Center–periphery dynamics are replicated at the regional level between local hegemons and their neighbors. These disparities, however, are less pronounced than those between the global North and South. We first consider the differences between the top 10 most studied countries, according to the number of times they are mentioned in abstracts, and the rest of the countries (MS-2). Next, we consider the differences within regions between regional hegemons and their neighboring countries (MS-3).
Fig. 4 summarizes the results for these two specifications. Fig. 4, Left compares the regression coefficients for the top 10 countries of study, including the United States as the reference category and the rest of the countries grouped into regions. Fig. 4, Right compares regional hegemons and the rest of the countries against the United States. The 95% CI, depicted as boxes, allow us to compare localization rates between individual countries and regions.
The United States, the global hegemon, displays the lowest localization rates in both models. The intercept in both panels is −1.46, meaning that the localization rate for articles in the reference categories, including the United States as a country of study, is exp(−1.46) = 0.23. Less than one-fourth of articles about the United States (in all reference categories) are localized. This localization rate implies that the vast majority (two-thirds) of the US-focused research uses delocalized titles. The predicted localization rate for articles about the United States in the categories that are positively associated with the localization rate (e.g., very long titles) does not surpass 0.3 (i.e., at best, less than one-third of the US-focused articles are localized).

● Goal of the exercise:
Continue the passage above on center–periphery dynamics and localization rates, beginning right after its final sentence.

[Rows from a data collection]
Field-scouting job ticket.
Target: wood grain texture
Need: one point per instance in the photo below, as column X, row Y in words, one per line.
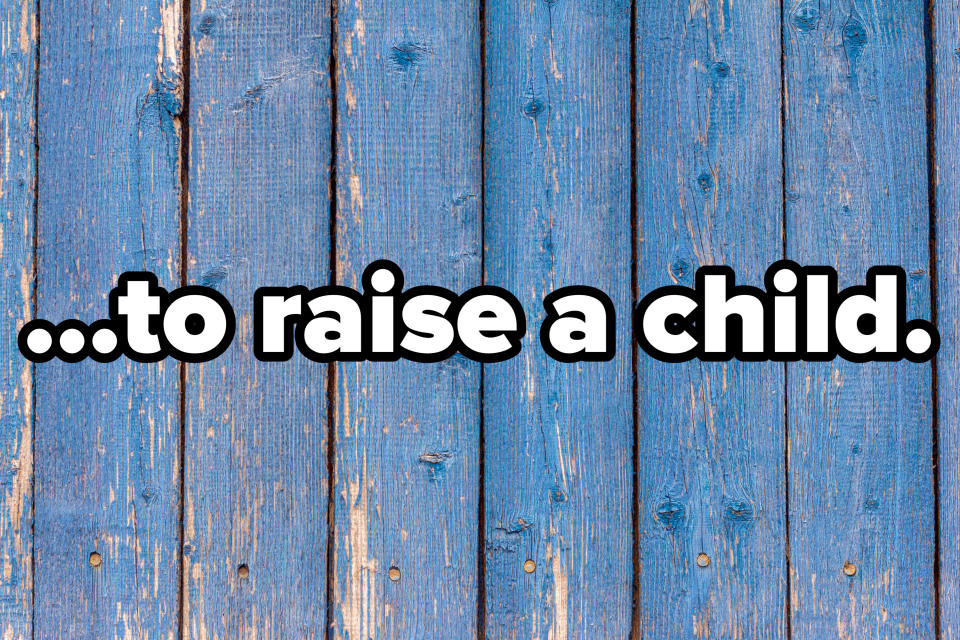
column 946, row 60
column 711, row 435
column 558, row 437
column 18, row 48
column 407, row 434
column 256, row 433
column 107, row 436
column 860, row 472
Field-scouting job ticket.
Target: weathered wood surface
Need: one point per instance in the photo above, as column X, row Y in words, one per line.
column 711, row 435
column 860, row 474
column 452, row 473
column 107, row 436
column 407, row 435
column 18, row 48
column 558, row 437
column 946, row 182
column 255, row 510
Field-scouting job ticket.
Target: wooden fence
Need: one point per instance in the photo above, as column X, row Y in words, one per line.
column 529, row 144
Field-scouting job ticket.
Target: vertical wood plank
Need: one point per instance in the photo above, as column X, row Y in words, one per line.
column 558, row 437
column 946, row 39
column 18, row 47
column 107, row 436
column 711, row 435
column 860, row 473
column 407, row 434
column 255, row 512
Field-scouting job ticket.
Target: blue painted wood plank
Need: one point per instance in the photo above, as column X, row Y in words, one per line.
column 18, row 48
column 407, row 434
column 558, row 437
column 107, row 436
column 860, row 475
column 711, row 435
column 255, row 512
column 946, row 39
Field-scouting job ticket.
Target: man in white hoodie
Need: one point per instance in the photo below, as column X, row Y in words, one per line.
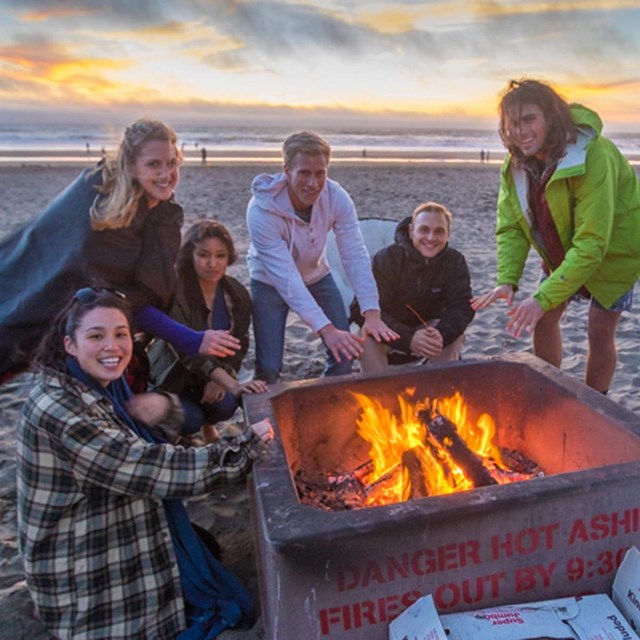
column 289, row 217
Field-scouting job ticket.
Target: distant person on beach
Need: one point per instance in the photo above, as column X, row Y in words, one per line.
column 107, row 545
column 289, row 217
column 425, row 289
column 118, row 225
column 567, row 191
column 207, row 298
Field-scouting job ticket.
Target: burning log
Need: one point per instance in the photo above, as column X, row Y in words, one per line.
column 417, row 484
column 445, row 432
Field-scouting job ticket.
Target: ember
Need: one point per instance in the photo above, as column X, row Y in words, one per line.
column 431, row 449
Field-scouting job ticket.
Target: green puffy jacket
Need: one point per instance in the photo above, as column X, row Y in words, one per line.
column 594, row 198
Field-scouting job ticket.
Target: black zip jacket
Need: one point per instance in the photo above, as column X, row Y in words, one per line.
column 439, row 287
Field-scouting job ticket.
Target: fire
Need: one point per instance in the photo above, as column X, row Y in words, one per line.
column 408, row 461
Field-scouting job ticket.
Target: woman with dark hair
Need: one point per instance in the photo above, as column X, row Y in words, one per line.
column 117, row 224
column 107, row 546
column 206, row 298
column 567, row 191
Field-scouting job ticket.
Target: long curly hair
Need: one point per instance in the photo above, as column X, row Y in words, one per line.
column 196, row 233
column 121, row 190
column 556, row 110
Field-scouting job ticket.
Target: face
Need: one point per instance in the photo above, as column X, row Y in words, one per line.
column 528, row 129
column 306, row 179
column 157, row 170
column 210, row 259
column 102, row 344
column 429, row 233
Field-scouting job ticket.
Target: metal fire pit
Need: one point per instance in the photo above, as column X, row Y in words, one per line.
column 347, row 574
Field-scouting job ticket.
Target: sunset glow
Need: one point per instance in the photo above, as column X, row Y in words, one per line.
column 436, row 62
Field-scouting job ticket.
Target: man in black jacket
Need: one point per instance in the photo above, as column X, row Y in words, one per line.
column 425, row 292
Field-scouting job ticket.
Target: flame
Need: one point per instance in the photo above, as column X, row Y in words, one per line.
column 398, row 441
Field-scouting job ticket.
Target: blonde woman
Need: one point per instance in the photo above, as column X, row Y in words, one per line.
column 117, row 225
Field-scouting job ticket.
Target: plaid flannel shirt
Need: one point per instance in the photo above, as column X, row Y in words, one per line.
column 97, row 551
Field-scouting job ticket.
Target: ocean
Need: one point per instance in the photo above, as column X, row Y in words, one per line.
column 38, row 141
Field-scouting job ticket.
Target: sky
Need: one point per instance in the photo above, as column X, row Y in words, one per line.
column 380, row 62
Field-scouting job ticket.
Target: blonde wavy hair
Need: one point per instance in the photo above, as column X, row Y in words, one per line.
column 121, row 189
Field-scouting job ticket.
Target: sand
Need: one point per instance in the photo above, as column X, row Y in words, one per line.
column 380, row 190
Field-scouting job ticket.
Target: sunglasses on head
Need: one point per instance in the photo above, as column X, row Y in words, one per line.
column 87, row 295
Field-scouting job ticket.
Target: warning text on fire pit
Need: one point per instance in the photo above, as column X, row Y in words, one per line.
column 481, row 570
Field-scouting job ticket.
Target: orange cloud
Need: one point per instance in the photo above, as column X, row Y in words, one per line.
column 55, row 12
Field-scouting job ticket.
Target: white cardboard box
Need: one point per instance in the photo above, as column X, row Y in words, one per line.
column 593, row 617
column 584, row 618
column 626, row 588
column 419, row 622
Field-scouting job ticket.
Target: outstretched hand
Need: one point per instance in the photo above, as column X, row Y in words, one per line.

● Right answer:
According to Fig. 4, Left, compared to the United States, the other top 10 countries of study display higher-localization rates, particularly those that do not belong to the global North (China, India, Russia, and Brazil). Instead, the lowest coefficient among top 10 countries pertains to the United Kingdom (0.54), implying that articles about the United Kingdom are 1.72 times more likely to be localized than articles about the United States. Even though this is a significant gap, the United Kingdom is still among the least localized of all countries [predicted localization rate according to this model = exp(−1.46 + 0.53) = 0.40]. Notably, gaps between global North and global South country persist even after accounting for the differences among top 10 producers. Indeed, the largest coefficient pertains to articles about China (top two country of study). This coefficient implies a relative risk of 3.67, meaning that, while two-thirds of US-focused articles are not localized, more than two-thirds of China-focused articles are. Russia is the only European country among the top 10 countries of study with considerably higher localization rate than the United States [predicted localization rate = exp(−1.46 + 1.08) = 0.68].
Consistent with these previous results, the coefficients for the top 10 European (except Russia) and other European countries are below one, indicating gaps in the localization rate below exp(1.0) = 2.7, compared to the United States. In contrast, the coefficients for the top 10 countries of study outside of Europe, North America, and Russia (i.e., China, India, and Brazil) are all above one. Finally, coefficients for regions are also large and significant (>1.11), implying gaps in the localization rate above exp(1.11) = 3.0, compared to the United States.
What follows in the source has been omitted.